● **AIM OF THE EXERCISE**: Word-for-word transcription needed. Include every entry below but no pictures.

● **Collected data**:
* * *
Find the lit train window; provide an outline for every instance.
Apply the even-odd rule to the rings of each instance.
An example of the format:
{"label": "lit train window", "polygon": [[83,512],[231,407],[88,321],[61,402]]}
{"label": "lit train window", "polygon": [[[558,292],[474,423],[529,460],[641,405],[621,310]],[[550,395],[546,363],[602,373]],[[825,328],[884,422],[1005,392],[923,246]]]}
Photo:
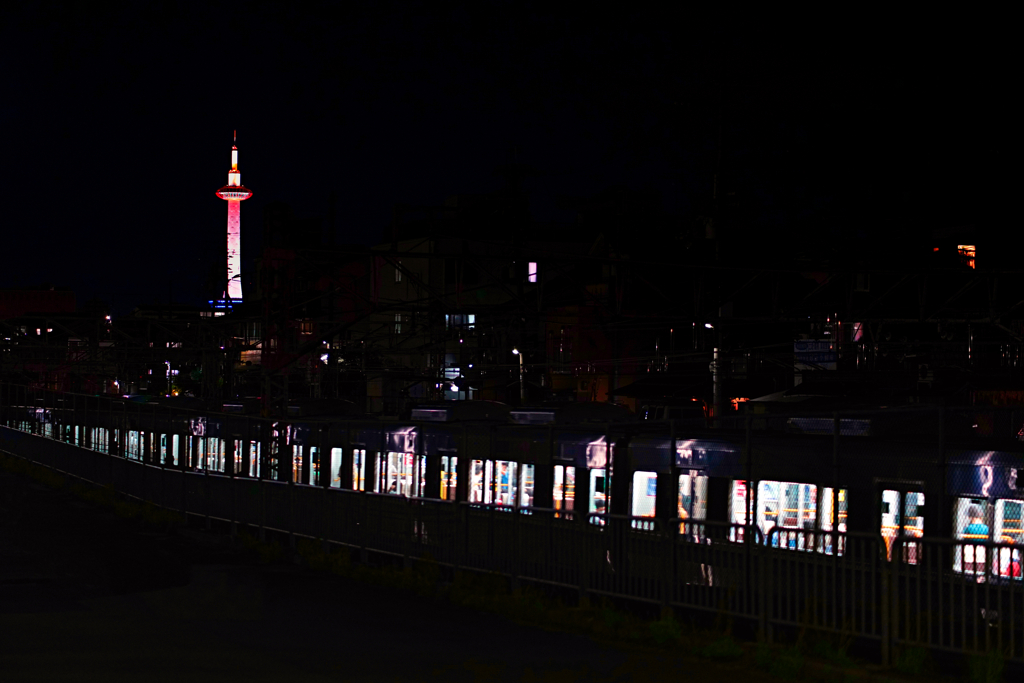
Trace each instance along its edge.
{"label": "lit train window", "polygon": [[484,502],[484,472],[483,460],[471,460],[469,462],[469,502]]}
{"label": "lit train window", "polygon": [[[658,499],[658,474],[656,472],[634,472],[633,493],[630,500],[629,514],[632,517],[653,518]],[[654,530],[653,521],[636,520],[631,522],[634,529]]]}
{"label": "lit train window", "polygon": [[[882,491],[881,534],[885,541],[886,555],[892,559],[892,547],[896,538],[903,535],[911,538],[924,536],[924,494],[920,491]],[[920,547],[913,541],[903,543],[903,561],[917,564]]]}
{"label": "lit train window", "polygon": [[413,453],[387,454],[387,469],[383,476],[384,493],[398,496],[423,496],[426,478],[426,457]]}
{"label": "lit train window", "polygon": [[956,546],[953,571],[985,575],[985,546],[990,540],[989,506],[984,498],[957,498],[953,505],[953,537],[964,541]]}
{"label": "lit train window", "polygon": [[604,468],[590,470],[589,511],[599,515],[608,512],[609,498],[607,470]]}
{"label": "lit train window", "polygon": [[[747,482],[740,479],[734,479],[729,491],[729,523],[745,525],[747,523],[747,511],[749,505],[750,503],[747,497]],[[729,540],[736,543],[742,543],[745,531],[746,530],[742,527],[731,528],[729,530]]]}
{"label": "lit train window", "polygon": [[515,505],[516,503],[516,481],[519,474],[519,464],[505,460],[494,462],[494,477],[490,481],[492,490],[492,501],[498,505]]}
{"label": "lit train window", "polygon": [[[822,531],[837,531],[840,534],[846,533],[846,516],[849,506],[849,496],[846,489],[835,491],[835,504],[833,505],[833,489],[825,487],[821,490],[821,529]],[[838,542],[838,543],[837,543]],[[837,538],[832,534],[823,534],[818,544],[818,551],[826,555],[835,552],[838,545],[840,555],[846,550],[845,540]]]}
{"label": "lit train window", "polygon": [[388,453],[388,493],[408,496],[412,491],[412,458],[408,453]]}
{"label": "lit train window", "polygon": [[924,494],[908,491],[903,497],[903,533],[915,538],[924,536]]}
{"label": "lit train window", "polygon": [[992,540],[1020,545],[1024,542],[1024,501],[996,501],[996,533]]}
{"label": "lit train window", "polygon": [[383,493],[387,491],[387,484],[385,483],[388,478],[388,473],[384,467],[386,459],[383,454],[379,451],[374,452],[374,468],[373,468],[373,492]]}
{"label": "lit train window", "polygon": [[849,506],[849,500],[846,494],[846,489],[839,489],[839,491],[836,492],[835,499],[835,509],[833,510],[831,487],[825,487],[824,489],[822,489],[821,528],[825,531],[832,531],[833,529],[835,529],[840,533],[845,533],[846,515]]}
{"label": "lit train window", "polygon": [[519,485],[519,507],[533,507],[534,466],[523,465],[522,481]]}
{"label": "lit train window", "polygon": [[[174,452],[178,452],[178,436],[174,436]],[[260,442],[252,441],[249,443],[249,476],[259,478],[260,476]],[[174,464],[178,464],[178,459],[175,457]]]}
{"label": "lit train window", "polygon": [[309,447],[309,472],[306,473],[306,483],[316,486],[320,477],[320,449],[316,446]]}
{"label": "lit train window", "polygon": [[301,484],[302,446],[292,446],[292,481]]}
{"label": "lit train window", "polygon": [[412,488],[410,495],[422,498],[426,492],[425,486],[427,484],[427,456],[425,455],[412,455],[409,457],[412,465]]}
{"label": "lit train window", "polygon": [[163,465],[178,464],[178,435],[164,434],[161,440],[160,463]]}
{"label": "lit train window", "polygon": [[686,520],[703,520],[708,509],[708,478],[691,470],[690,474],[679,475],[679,498],[676,501],[676,512],[679,519],[679,533],[699,533],[699,529],[687,529]]}
{"label": "lit train window", "polygon": [[331,488],[341,488],[341,449],[331,449]]}
{"label": "lit train window", "polygon": [[[811,550],[811,538],[802,533],[813,531],[818,518],[818,487],[789,481],[758,482],[758,528],[766,539],[791,550]],[[782,531],[772,533],[773,528]],[[794,530],[794,531],[789,531]]]}
{"label": "lit train window", "polygon": [[89,441],[92,443],[93,450],[100,453],[107,452],[107,430],[103,427],[93,427]]}
{"label": "lit train window", "polygon": [[441,456],[441,500],[455,500],[455,473],[458,465],[459,459],[456,456]]}
{"label": "lit train window", "polygon": [[514,505],[518,463],[508,460],[473,460],[469,502]]}
{"label": "lit train window", "polygon": [[[191,439],[192,437],[189,437],[189,438]],[[281,451],[281,445],[280,445],[279,440],[278,440],[278,438],[277,438],[277,436],[275,434],[274,438],[271,439],[271,441],[270,441],[270,448],[268,449],[268,453],[267,453],[267,468],[270,470],[270,475],[269,476],[270,476],[271,479],[281,480],[281,479],[284,478],[284,476],[283,476],[284,472],[282,472],[282,470],[284,469],[283,463],[282,463],[281,469],[278,469],[278,462],[277,462],[277,460],[278,460],[278,455],[279,455],[280,451]],[[188,452],[191,455],[191,453],[192,453],[191,447],[189,448]]]}
{"label": "lit train window", "polygon": [[880,531],[885,539],[885,552],[892,559],[892,541],[900,533],[900,493],[892,489],[882,491],[882,525]]}
{"label": "lit train window", "polygon": [[[1024,541],[1024,501],[997,500],[995,514],[995,535],[992,540],[999,543],[1020,545]],[[1004,578],[1021,580],[1021,551],[1017,548],[996,548],[992,559],[993,571]]]}
{"label": "lit train window", "polygon": [[213,436],[199,437],[199,461],[203,469],[224,471],[223,444],[220,439]]}
{"label": "lit train window", "polygon": [[576,468],[571,465],[555,465],[552,497],[555,517],[559,511],[572,512],[576,499]]}
{"label": "lit train window", "polygon": [[734,479],[729,491],[729,523],[747,523],[747,482]]}
{"label": "lit train window", "polygon": [[633,501],[629,514],[633,517],[654,517],[657,496],[658,474],[656,472],[634,472]]}
{"label": "lit train window", "polygon": [[366,449],[352,449],[352,490],[366,490]]}

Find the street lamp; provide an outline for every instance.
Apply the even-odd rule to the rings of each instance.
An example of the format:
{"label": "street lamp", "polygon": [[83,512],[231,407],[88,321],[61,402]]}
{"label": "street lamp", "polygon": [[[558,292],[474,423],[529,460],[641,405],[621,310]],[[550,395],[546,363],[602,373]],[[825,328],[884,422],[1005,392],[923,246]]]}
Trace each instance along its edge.
{"label": "street lamp", "polygon": [[512,347],[513,355],[519,356],[519,404],[526,404],[526,384],[523,383],[523,354],[519,353],[519,349]]}

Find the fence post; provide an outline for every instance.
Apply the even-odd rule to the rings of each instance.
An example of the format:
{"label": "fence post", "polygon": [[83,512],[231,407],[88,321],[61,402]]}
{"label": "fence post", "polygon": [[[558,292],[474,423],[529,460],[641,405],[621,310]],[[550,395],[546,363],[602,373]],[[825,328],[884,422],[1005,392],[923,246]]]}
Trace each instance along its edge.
* * *
● **PROBLEM SOLUTION**:
Find the lit train window; provide an outline for every instance.
Apply the even-odd rule to the rings of each instance.
An example of the format:
{"label": "lit train window", "polygon": [[83,512],[231,407],[88,321],[61,402]]}
{"label": "lit train window", "polygon": [[[558,292],[474,423],[529,460],[641,405],[621,310]],[[550,395],[546,363],[602,373]],[[825,328],[884,422],[1005,392],[923,246]]]}
Photo:
Trace each instance along its edge.
{"label": "lit train window", "polygon": [[484,502],[484,472],[483,460],[471,460],[469,462],[469,502]]}
{"label": "lit train window", "polygon": [[[658,499],[658,474],[656,472],[634,472],[633,493],[630,500],[629,514],[632,517],[653,518]],[[654,530],[653,521],[636,520],[631,522],[634,529]]]}
{"label": "lit train window", "polygon": [[[882,491],[881,534],[885,541],[886,555],[892,559],[892,547],[896,538],[903,535],[911,538],[924,536],[924,494],[920,491]],[[920,547],[913,541],[903,543],[903,561],[917,564]]]}
{"label": "lit train window", "polygon": [[413,453],[387,454],[387,469],[383,476],[384,493],[398,496],[423,496],[426,478],[426,457]]}
{"label": "lit train window", "polygon": [[956,546],[953,571],[985,575],[985,546],[990,540],[989,506],[984,498],[957,498],[953,505],[953,537],[964,541]]}
{"label": "lit train window", "polygon": [[604,468],[590,470],[589,511],[599,515],[608,512],[609,498],[607,470]]}
{"label": "lit train window", "polygon": [[[747,482],[740,479],[734,479],[729,491],[729,523],[745,525],[747,523],[747,511],[749,505],[750,503],[747,497]],[[729,540],[736,543],[742,543],[745,531],[746,530],[742,527],[731,528],[729,530]]]}
{"label": "lit train window", "polygon": [[515,505],[516,503],[516,481],[519,474],[519,464],[505,460],[494,462],[494,477],[490,481],[492,490],[492,501],[498,505]]}
{"label": "lit train window", "polygon": [[[822,531],[837,531],[840,534],[846,533],[846,516],[849,506],[849,496],[846,489],[835,491],[835,504],[833,505],[833,489],[825,487],[821,490],[821,529]],[[838,542],[838,543],[837,543]],[[837,538],[832,534],[823,534],[818,544],[818,551],[826,555],[835,552],[838,545],[840,555],[846,550],[845,540]]]}
{"label": "lit train window", "polygon": [[388,453],[388,493],[408,496],[412,491],[412,458],[408,453]]}
{"label": "lit train window", "polygon": [[924,494],[908,491],[903,497],[903,533],[915,538],[924,536]]}
{"label": "lit train window", "polygon": [[992,540],[1020,545],[1024,542],[1024,501],[996,501],[996,533]]}
{"label": "lit train window", "polygon": [[383,493],[387,491],[387,484],[385,483],[388,478],[388,473],[384,467],[386,459],[383,454],[379,451],[374,452],[374,468],[373,468],[373,492]]}
{"label": "lit train window", "polygon": [[849,506],[849,500],[846,494],[846,489],[839,489],[839,491],[836,492],[835,499],[835,509],[833,510],[831,487],[825,487],[824,489],[822,489],[821,528],[825,531],[832,531],[833,529],[835,529],[840,533],[845,533],[846,515]]}
{"label": "lit train window", "polygon": [[519,485],[519,507],[533,507],[534,466],[523,465],[522,481]]}
{"label": "lit train window", "polygon": [[[174,452],[178,452],[178,436],[174,436]],[[260,442],[252,441],[249,443],[249,476],[259,478],[260,476]],[[174,464],[178,464],[178,459],[175,457]]]}
{"label": "lit train window", "polygon": [[309,447],[309,472],[306,473],[306,483],[316,486],[320,477],[320,449],[316,446]]}
{"label": "lit train window", "polygon": [[301,484],[302,446],[292,446],[292,481]]}
{"label": "lit train window", "polygon": [[412,488],[410,495],[422,498],[426,492],[425,486],[427,484],[427,456],[425,455],[412,455],[409,457],[412,465]]}
{"label": "lit train window", "polygon": [[163,465],[178,464],[178,435],[164,434],[161,440],[160,463]]}
{"label": "lit train window", "polygon": [[686,520],[703,520],[708,509],[708,478],[691,470],[690,474],[679,475],[679,498],[676,501],[676,512],[679,519],[679,533],[699,533],[699,529],[687,529]]}
{"label": "lit train window", "polygon": [[331,488],[341,488],[341,449],[331,449]]}
{"label": "lit train window", "polygon": [[[811,550],[811,538],[802,533],[813,531],[818,518],[818,487],[789,481],[758,482],[758,528],[766,539],[791,550]],[[782,531],[772,533],[773,528]],[[794,530],[794,531],[789,531]]]}
{"label": "lit train window", "polygon": [[89,441],[92,443],[93,450],[100,453],[107,452],[107,430],[103,427],[93,427]]}
{"label": "lit train window", "polygon": [[441,456],[441,500],[455,500],[455,473],[458,465],[459,459],[456,456]]}
{"label": "lit train window", "polygon": [[514,505],[518,463],[508,460],[473,460],[469,502]]}
{"label": "lit train window", "polygon": [[[191,439],[192,437],[189,437],[189,438]],[[281,451],[281,445],[280,445],[279,440],[278,440],[278,438],[277,438],[277,436],[275,434],[274,438],[271,439],[271,441],[270,441],[270,448],[268,449],[268,453],[267,453],[267,468],[270,470],[270,475],[269,476],[270,476],[271,479],[281,480],[281,479],[284,478],[284,476],[283,476],[284,472],[282,472],[282,470],[284,469],[283,463],[282,463],[281,469],[278,469],[278,462],[277,462],[277,460],[278,460],[278,455],[279,455],[280,451]],[[188,452],[191,455],[191,453],[192,453],[191,447],[189,448]]]}
{"label": "lit train window", "polygon": [[880,531],[885,539],[885,552],[892,559],[892,541],[900,533],[900,493],[892,489],[882,491],[882,525]]}
{"label": "lit train window", "polygon": [[[1024,541],[1024,501],[997,500],[995,514],[995,535],[992,540],[999,543],[1020,545]],[[1004,578],[1021,580],[1021,551],[1017,548],[996,548],[992,559],[993,571]]]}
{"label": "lit train window", "polygon": [[213,436],[199,437],[199,461],[203,469],[224,471],[223,444],[220,439]]}
{"label": "lit train window", "polygon": [[576,468],[571,465],[555,465],[552,497],[555,517],[559,511],[572,512],[576,499]]}
{"label": "lit train window", "polygon": [[734,479],[729,491],[729,523],[747,523],[747,482]]}
{"label": "lit train window", "polygon": [[633,501],[629,514],[633,517],[654,517],[657,496],[658,474],[656,472],[634,472]]}
{"label": "lit train window", "polygon": [[366,449],[352,449],[352,490],[366,490]]}

Find the street lamp; provide an outline for every instance.
Apply the even-odd rule to the rings of each instance.
An example of the format:
{"label": "street lamp", "polygon": [[83,512],[231,407],[88,321],[61,402]]}
{"label": "street lamp", "polygon": [[[558,292],[474,423],[529,460],[641,405],[621,310]],[[550,395],[546,363],[602,373]],[[825,328],[884,422],[1005,392],[923,246]]]}
Trace each instance along its edge.
{"label": "street lamp", "polygon": [[512,347],[513,355],[519,356],[519,404],[526,404],[526,384],[523,383],[523,354],[519,353],[519,349]]}

Find the fence post; provide an outline for every instance.
Apply the even-odd rule to the rings of each instance.
An example of the format:
{"label": "fence post", "polygon": [[83,512],[231,407],[88,321],[61,402]]}
{"label": "fence post", "polygon": [[[558,292],[474,423],[529,460],[641,405],[621,310]],[[550,395],[546,363],[602,373]],[[825,328],[884,422],[1005,392],[923,246]]]}
Trace each instance along its edge.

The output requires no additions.